What this task involves:
Rewrite the listing below, putting "upper-left corner" wherever "top-left corner" appears and leaving everything else unchanged.

Source data:

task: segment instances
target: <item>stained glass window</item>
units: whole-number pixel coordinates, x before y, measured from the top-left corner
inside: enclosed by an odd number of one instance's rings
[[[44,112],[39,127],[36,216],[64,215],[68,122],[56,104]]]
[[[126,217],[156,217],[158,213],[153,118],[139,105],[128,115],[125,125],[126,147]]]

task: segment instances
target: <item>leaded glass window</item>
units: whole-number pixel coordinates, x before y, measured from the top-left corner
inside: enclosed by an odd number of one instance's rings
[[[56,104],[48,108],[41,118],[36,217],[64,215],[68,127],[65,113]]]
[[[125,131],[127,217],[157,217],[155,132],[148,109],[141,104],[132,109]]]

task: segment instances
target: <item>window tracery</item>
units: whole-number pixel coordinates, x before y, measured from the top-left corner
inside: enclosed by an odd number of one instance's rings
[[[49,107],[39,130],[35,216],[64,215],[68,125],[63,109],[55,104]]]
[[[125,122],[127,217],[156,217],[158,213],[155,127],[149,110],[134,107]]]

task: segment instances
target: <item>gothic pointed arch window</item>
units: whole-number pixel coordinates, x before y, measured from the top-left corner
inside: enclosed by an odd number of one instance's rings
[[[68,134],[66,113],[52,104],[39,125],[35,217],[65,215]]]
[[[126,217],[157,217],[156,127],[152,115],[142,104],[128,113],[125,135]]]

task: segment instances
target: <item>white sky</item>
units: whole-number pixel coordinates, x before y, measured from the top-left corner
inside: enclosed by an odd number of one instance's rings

Answer to the task:
task: segment instances
target: <item>stained glass window</item>
units: whole-number pixel coordinates, x before y, measured from the upper-left corner
inside: enclosed by an odd number of one instance's rings
[[[44,112],[39,127],[36,216],[64,215],[68,122],[56,104]]]
[[[126,217],[156,217],[158,213],[153,118],[139,105],[128,115],[125,125],[126,147]]]

task: segment instances
target: <item>leaded glass window</item>
units: whole-number pixel coordinates, x before y, measured from the upper-left corner
inside: enclosed by an odd number of one instance's rings
[[[56,104],[48,108],[41,118],[36,217],[64,215],[68,127],[65,113]]]
[[[125,131],[127,217],[157,217],[155,132],[148,109],[141,104],[132,109]]]

task: segment instances
target: <item>window tracery</item>
units: whole-number pixel coordinates, x before y, measured from the upper-left corner
inside: enclosed by an odd number of one instance's rings
[[[49,107],[39,130],[35,216],[64,215],[68,125],[63,109],[55,104]]]
[[[125,122],[127,217],[156,217],[158,213],[155,127],[149,110],[134,107]]]

task: segment instances
target: <item>gothic pointed arch window</item>
units: whole-number pixel coordinates, x before y, measured from the upper-left corner
inside: enclosed by an odd number of one instance's rings
[[[68,134],[66,113],[52,104],[39,125],[35,217],[65,215]]]
[[[126,217],[157,217],[156,127],[152,115],[142,104],[128,113],[125,135]]]

task: segment instances
target: <item>white sky</item>
units: whole-number pixel coordinates, x before y, measured from the upper-left corner
inside: enclosed by an odd number of one instance's rings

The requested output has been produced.